• **WHAT TO WORK ON**: Return, word for word, the passage of the short essay on windows that begins with the words "I’m looking out" and ends with "a window within.".

• **TEXT PROVIDED**:
+-------+
No, not the eight, nine or
ten………point one....as opposed to a Mac. We're talking apples and oranges. The kind of
window you pressed your nose against and breathed a puff of cloud. No, not that
new cloud of which I know not and hope to live my remaining allotment of days
without. All of which reminds me of that dropped cloud on the foggiest night of
my life when I was driving in the soup to a Thanksgiving dinner in 1954 and I
drove up into the freeway landscaping mistaking it for an off-ramp.
Can we drop the I.T. altogether
and speak as if I.T. was a pronoun? I am only fluent in Luddite. There’s a
troglodyte in my chair and he was here first.
I’m looking out of our breakfast
table-east-facing window. On a sunny morning it lights the leaves on the coral tree.
Birds visit. You can see the dew congeal. But today the sun can’t break through
the cloud-cover. We have off-shore flow, a.k.a. marine air situated as we are six
blocks from the ocean. The weather page of the newspaper agrees. I am not
complaining. Another six blocks east and it’s probably blue skies. Still, this
glass is also a window within.
+-------+
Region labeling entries
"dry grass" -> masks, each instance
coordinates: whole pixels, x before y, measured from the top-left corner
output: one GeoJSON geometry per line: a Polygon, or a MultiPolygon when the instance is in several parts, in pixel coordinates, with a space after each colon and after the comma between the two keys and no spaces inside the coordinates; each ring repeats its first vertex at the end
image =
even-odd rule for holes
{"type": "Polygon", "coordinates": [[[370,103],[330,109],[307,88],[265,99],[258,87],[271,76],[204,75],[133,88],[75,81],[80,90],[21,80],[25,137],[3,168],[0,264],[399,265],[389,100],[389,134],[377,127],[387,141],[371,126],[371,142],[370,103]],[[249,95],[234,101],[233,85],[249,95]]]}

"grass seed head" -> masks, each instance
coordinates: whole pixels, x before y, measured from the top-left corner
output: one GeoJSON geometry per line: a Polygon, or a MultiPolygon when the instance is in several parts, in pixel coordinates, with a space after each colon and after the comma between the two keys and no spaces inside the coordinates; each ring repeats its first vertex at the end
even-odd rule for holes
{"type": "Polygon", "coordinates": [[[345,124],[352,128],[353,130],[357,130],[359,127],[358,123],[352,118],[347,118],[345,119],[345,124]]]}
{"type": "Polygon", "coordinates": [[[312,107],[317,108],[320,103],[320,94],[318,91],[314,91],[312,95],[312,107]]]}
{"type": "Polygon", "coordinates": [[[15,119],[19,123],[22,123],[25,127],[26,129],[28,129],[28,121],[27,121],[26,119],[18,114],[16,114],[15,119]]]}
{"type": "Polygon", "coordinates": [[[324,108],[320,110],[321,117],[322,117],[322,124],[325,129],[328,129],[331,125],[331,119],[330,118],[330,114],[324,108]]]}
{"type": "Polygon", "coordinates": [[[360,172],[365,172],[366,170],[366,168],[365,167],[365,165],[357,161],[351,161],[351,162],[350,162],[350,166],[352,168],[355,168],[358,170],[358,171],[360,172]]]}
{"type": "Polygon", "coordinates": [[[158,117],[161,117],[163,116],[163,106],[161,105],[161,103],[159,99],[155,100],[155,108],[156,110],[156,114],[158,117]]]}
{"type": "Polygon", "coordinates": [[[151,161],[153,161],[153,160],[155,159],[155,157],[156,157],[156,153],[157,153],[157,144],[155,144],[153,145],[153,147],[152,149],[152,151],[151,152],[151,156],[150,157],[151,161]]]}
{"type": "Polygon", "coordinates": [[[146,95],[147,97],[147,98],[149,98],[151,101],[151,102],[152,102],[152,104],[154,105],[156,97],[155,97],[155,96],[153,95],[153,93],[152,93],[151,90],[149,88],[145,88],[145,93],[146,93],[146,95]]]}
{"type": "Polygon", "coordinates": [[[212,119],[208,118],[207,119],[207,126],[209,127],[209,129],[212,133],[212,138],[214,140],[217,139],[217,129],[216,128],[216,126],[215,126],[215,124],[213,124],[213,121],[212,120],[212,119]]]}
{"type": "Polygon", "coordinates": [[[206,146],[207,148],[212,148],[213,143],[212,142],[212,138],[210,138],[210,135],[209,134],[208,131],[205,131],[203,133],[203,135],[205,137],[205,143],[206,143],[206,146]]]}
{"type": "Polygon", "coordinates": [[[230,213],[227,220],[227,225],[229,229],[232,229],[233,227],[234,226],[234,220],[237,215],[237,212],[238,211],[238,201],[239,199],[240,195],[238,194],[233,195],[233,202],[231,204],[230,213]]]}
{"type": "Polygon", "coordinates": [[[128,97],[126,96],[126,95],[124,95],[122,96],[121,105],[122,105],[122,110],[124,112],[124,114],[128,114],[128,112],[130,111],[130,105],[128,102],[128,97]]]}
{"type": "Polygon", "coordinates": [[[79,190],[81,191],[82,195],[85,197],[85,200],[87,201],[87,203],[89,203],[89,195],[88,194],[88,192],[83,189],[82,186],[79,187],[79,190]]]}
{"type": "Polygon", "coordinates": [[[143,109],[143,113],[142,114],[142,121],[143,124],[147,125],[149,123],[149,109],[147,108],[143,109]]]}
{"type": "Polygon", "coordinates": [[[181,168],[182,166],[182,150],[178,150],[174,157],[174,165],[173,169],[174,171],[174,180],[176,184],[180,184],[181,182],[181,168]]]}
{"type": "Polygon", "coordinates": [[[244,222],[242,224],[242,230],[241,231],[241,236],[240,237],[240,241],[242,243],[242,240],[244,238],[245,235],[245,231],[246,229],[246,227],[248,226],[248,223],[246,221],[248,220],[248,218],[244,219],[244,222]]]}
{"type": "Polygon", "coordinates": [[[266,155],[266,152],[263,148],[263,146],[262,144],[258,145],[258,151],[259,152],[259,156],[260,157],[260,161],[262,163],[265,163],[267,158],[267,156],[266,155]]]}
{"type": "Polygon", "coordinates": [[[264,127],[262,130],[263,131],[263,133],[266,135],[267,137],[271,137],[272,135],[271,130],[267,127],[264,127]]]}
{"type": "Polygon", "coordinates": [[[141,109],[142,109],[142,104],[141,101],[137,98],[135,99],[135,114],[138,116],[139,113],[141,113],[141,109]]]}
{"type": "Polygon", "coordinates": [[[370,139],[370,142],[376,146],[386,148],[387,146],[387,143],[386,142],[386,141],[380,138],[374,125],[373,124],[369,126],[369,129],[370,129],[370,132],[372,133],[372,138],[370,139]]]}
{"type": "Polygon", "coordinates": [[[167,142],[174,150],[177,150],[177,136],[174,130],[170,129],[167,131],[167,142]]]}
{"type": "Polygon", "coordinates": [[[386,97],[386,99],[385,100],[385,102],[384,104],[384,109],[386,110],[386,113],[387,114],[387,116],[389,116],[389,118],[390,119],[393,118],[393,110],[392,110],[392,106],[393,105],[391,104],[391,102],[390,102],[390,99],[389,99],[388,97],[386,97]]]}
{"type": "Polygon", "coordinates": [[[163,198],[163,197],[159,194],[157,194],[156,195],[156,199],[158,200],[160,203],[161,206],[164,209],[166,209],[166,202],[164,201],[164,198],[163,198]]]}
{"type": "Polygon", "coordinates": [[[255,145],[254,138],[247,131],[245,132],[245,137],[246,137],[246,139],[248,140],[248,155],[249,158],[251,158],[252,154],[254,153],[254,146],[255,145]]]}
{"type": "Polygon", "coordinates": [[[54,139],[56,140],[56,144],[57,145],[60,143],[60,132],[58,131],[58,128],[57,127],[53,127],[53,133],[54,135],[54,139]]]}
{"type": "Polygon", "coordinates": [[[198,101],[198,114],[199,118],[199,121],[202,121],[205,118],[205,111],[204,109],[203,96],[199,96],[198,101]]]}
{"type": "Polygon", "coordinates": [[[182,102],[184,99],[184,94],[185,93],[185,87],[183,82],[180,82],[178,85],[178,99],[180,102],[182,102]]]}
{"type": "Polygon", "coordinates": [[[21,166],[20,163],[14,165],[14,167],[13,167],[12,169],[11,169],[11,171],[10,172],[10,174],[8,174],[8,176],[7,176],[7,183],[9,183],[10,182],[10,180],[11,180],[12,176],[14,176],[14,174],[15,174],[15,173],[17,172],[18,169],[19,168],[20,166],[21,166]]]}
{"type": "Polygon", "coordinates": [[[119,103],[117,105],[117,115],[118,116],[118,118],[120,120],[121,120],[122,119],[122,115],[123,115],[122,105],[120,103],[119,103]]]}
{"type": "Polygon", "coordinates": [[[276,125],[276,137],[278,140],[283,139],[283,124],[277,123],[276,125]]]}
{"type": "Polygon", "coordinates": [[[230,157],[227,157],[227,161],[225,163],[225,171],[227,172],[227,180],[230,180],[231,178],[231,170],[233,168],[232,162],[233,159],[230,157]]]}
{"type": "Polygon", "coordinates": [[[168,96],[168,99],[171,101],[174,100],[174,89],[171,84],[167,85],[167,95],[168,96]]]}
+-------+
• **RESULT BELOW**:
I’m looking out of our breakfast
table-east-facing window. On a sunny morning it lights the leaves on the coral tree.
Birds visit. You can see the dew congeal. But today the sun can’t break through
the cloud-cover. We have off-shore flow, a.k.a. marine air situated as we are six
blocks from the ocean. The weather page of the newspaper agrees. I am not
complaining. Another six blocks east and it’s probably blue skies. Still, this
glass is also a window within.